## WORK TO BE COMPLETED
From the records below, pull out every line that contains the word "grey" and copy each one unchanged.

## RECORDS TO PROCESS
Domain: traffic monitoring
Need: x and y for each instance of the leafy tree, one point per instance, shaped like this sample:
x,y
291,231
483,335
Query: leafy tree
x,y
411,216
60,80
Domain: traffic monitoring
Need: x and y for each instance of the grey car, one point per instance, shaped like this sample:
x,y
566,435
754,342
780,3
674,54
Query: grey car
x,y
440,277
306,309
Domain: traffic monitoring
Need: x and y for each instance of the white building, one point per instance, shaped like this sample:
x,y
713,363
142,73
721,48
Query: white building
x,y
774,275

--

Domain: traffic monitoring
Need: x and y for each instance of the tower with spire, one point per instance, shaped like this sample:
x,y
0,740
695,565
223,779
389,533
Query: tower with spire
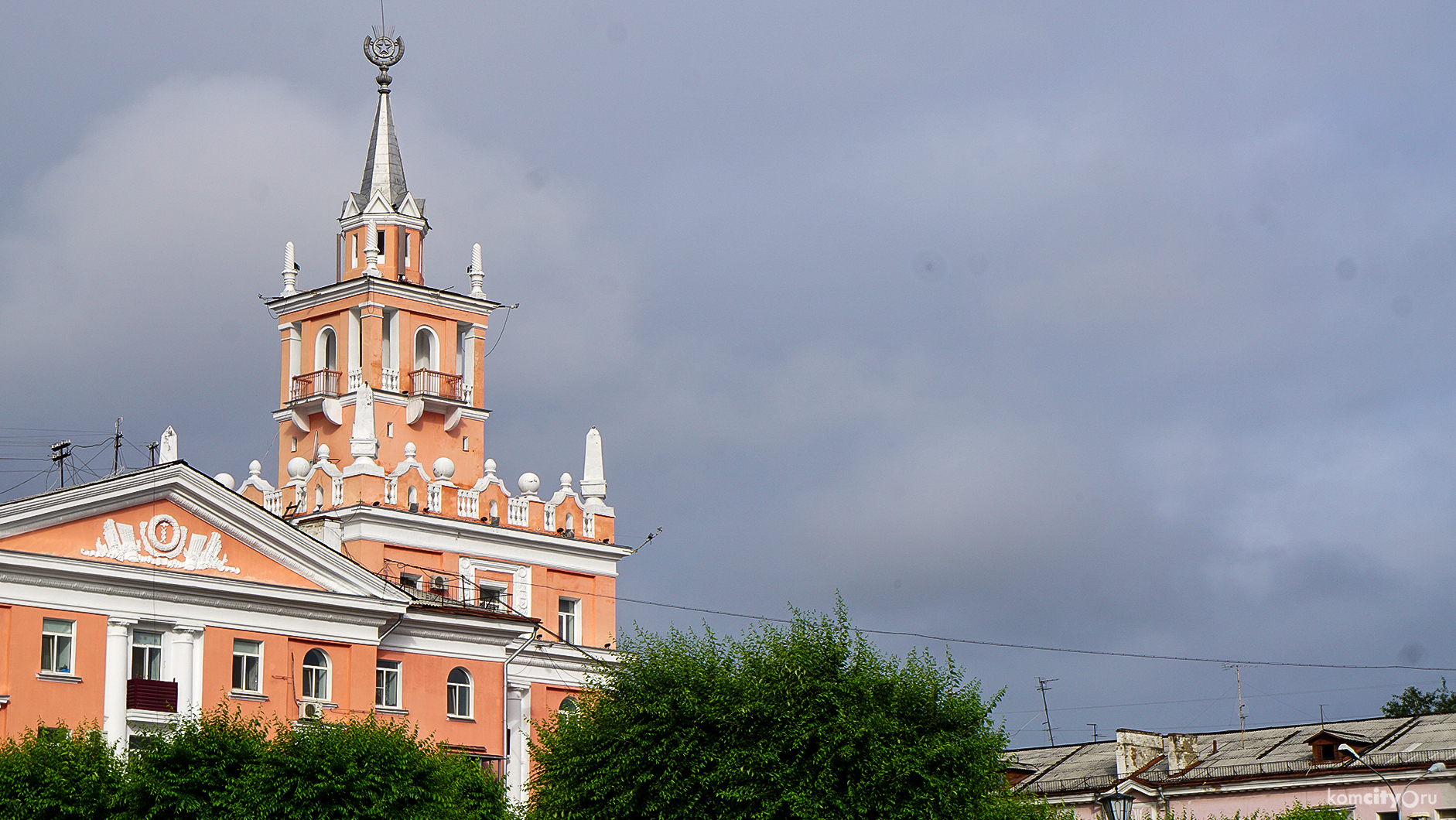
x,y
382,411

## OUTPUT FOR THIS EXERCISE
Need: x and y for each instance of the grey car, one point per instance, shaped like this sample:
Query: grey car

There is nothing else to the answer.